Passage provided:
Prone positioning in acute respiratory distress syndrome during venovenous extracorporeal membrane oxygenation

Shiping Zhu 1,
PMCID: PMC8522121  PMID: 34663430

Dear Editor,

We read with respect the recent study by Dr. Poon [1], which investigated the potential benefit of prone positioning (PP) during venovenous extracorporeal membrane oxygenation (ECMO) in patients with acute respiratory distress syndrome (ARDS). Total of 11 studies were included and the pooled result showed a non-significant increasing trend of survival rate in patients receiving PP during ECMO (RR 1.2, 95% CI 0.9–1.5). We would like to add some comments.

Records supplied:
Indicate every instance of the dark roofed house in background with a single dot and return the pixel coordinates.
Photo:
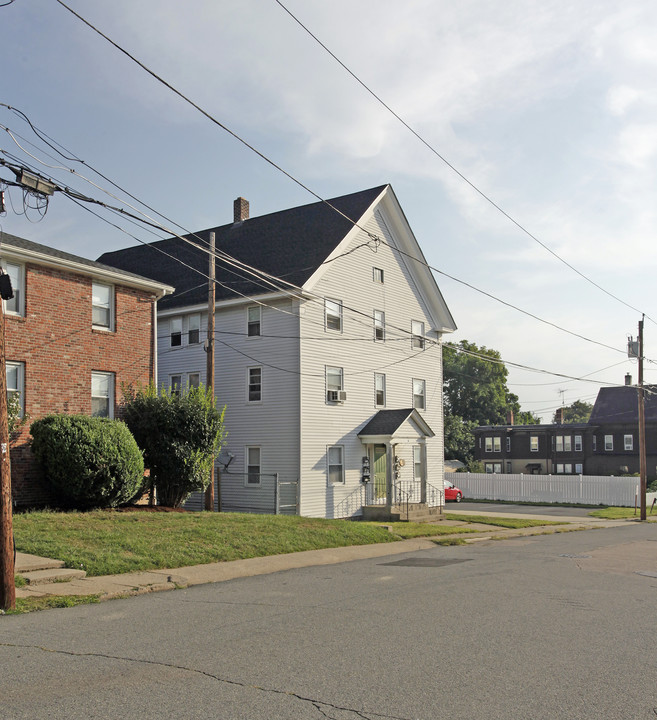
(75, 331)
(316, 334)
(607, 444)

What you need to do:
A – Answer these questions about the letter on prone positioning during ECMO:
(i) How many studies were included in the study by Dr. Poon?
(ii) What PMID does the letter give?
(iii) What relative risk and 95% confidence interval were reported for survival with prone positioning during ECMO?
B – Take the letter on prone positioning during ECMO further, writing on from its final sentence.
The rows have no connection to the letter on prone positioning during ECMO.

Your responses:
A –
(i) 11
(ii) 34663430
(iii) RR 1.2, 95% CI 0.9–1.5

B –
First, in the forest plot, we noted that the result from Garcia-2020’s study was significantly different from others. We performed a sensitivity analysis by excluding Garcia-2020’s study (Fig. 1), and the pooled result became statistically significant (RR 1.28, 95% CI 1.08–1.52). We believe several reasons may help to explain this finding. 1 > In Garcia-2020’s study, the overall mortality rate was significantly higher than others (85% vs. 30–60%), which suggested potential heterogeneity within these ARDS cohorts. Therefore, whether PP during ECMO presented different efficacy in different ARDS phenotypes needs to be further investigated. 2 > PP during ECMO is still not routinely applied to patients during ECMO, due to risk of life-threatening complications, such as cannula dislodgement. In all these included studies, the indications for PP differed significantly. In Garcia-2020’s study, PP was only used in case of severe hypoxemia or extensive lung consolidation, which generated an inter-relationship between PP and disease severity due to selection bias. However, in Giani-2020’s and Schmidt’s studies, PP is routinely performed or encouraged during ECMO. The indications in Chaplin-2020, Guervilly-2020, Yang-2021 and Rilinge-2020’s studies were unclear. Therefore, we suggest that these conditions should be considered when interpreting the pooled result of the current study.

Fig. 1.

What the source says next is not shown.